Directions: Lines of the listing that contain "green" need to be copied.

Source material:
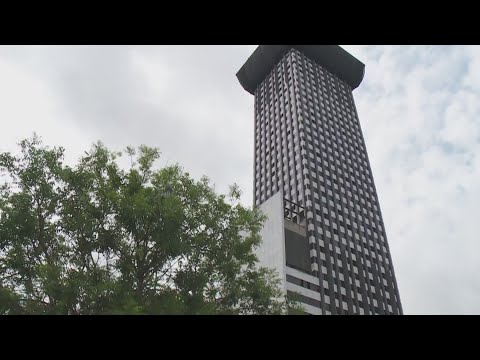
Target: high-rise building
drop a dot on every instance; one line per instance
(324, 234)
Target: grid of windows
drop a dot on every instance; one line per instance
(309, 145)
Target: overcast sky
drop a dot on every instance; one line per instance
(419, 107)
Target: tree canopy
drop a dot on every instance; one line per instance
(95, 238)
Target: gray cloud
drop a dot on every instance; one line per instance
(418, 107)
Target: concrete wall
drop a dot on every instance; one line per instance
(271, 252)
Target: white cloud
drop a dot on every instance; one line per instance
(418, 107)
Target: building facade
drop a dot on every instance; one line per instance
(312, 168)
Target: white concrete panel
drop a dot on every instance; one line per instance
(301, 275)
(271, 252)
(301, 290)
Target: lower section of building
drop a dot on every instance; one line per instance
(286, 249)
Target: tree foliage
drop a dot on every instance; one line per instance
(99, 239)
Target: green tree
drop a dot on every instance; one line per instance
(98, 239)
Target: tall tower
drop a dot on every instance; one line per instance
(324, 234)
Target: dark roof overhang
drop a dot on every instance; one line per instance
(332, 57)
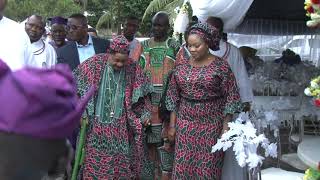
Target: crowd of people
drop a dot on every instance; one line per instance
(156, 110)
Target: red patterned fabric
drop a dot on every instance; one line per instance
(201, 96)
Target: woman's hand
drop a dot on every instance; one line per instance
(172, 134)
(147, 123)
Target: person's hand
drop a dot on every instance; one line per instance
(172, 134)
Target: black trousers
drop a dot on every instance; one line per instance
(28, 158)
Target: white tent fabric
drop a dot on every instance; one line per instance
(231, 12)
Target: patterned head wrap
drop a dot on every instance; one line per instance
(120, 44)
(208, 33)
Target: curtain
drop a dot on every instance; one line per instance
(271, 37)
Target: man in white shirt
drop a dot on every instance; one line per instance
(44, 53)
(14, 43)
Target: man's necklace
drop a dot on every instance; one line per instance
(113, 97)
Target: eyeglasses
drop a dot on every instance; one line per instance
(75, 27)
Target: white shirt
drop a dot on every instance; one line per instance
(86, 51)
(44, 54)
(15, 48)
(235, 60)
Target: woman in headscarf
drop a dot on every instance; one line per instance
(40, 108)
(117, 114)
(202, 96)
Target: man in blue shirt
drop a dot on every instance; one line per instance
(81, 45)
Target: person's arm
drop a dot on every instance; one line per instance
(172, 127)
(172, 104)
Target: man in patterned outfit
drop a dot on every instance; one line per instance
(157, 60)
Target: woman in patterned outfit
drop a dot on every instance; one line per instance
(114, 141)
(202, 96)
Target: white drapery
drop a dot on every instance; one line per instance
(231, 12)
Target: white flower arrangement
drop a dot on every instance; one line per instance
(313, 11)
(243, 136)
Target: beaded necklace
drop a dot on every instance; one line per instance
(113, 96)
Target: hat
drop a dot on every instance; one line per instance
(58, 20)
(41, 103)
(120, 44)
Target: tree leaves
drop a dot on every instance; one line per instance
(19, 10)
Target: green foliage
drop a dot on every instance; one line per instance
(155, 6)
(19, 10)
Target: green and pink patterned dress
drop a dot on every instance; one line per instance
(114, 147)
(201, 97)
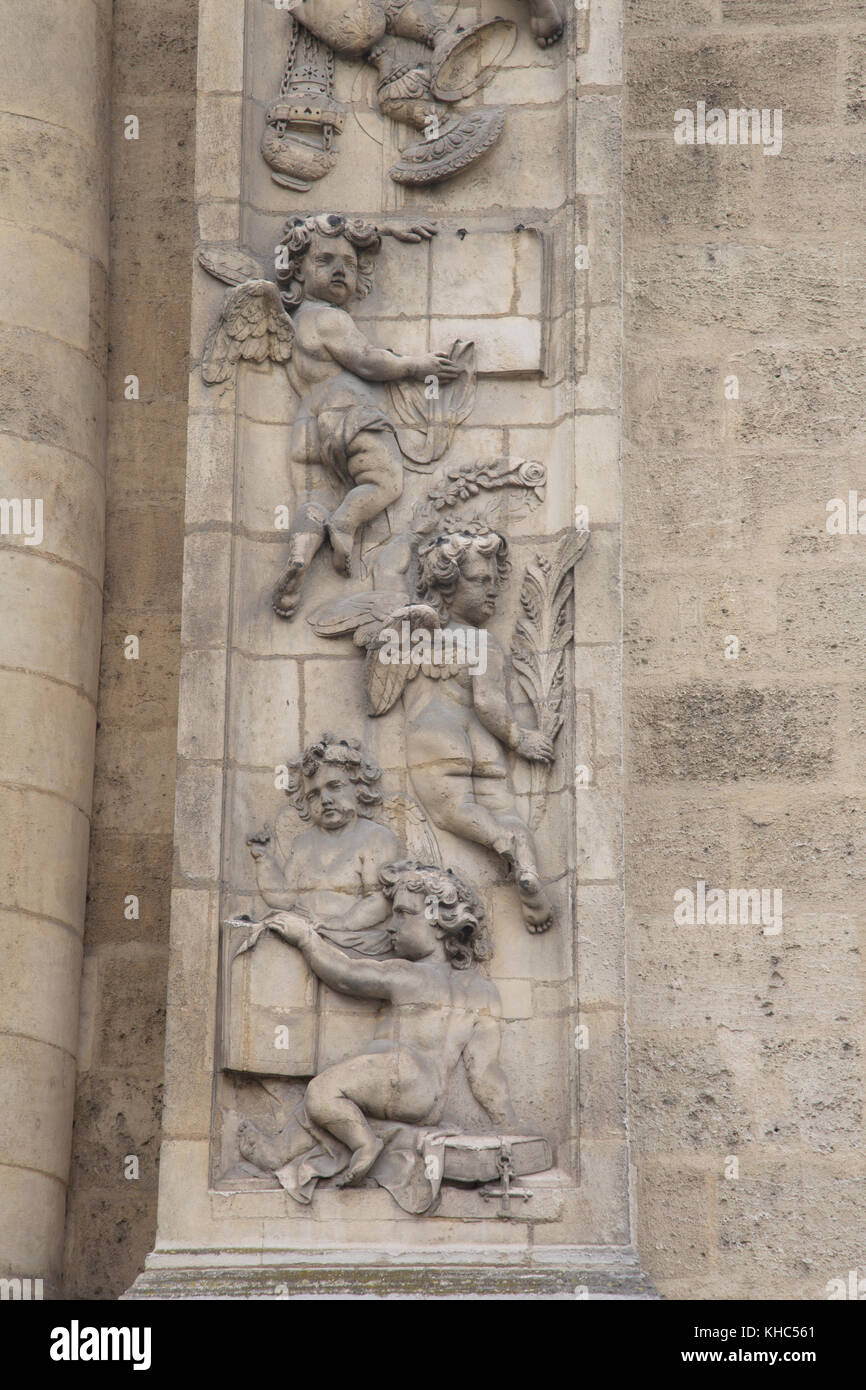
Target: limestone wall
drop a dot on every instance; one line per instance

Result of the task:
Target: green tree
Target: green foliage
Target: green and pink patterned dress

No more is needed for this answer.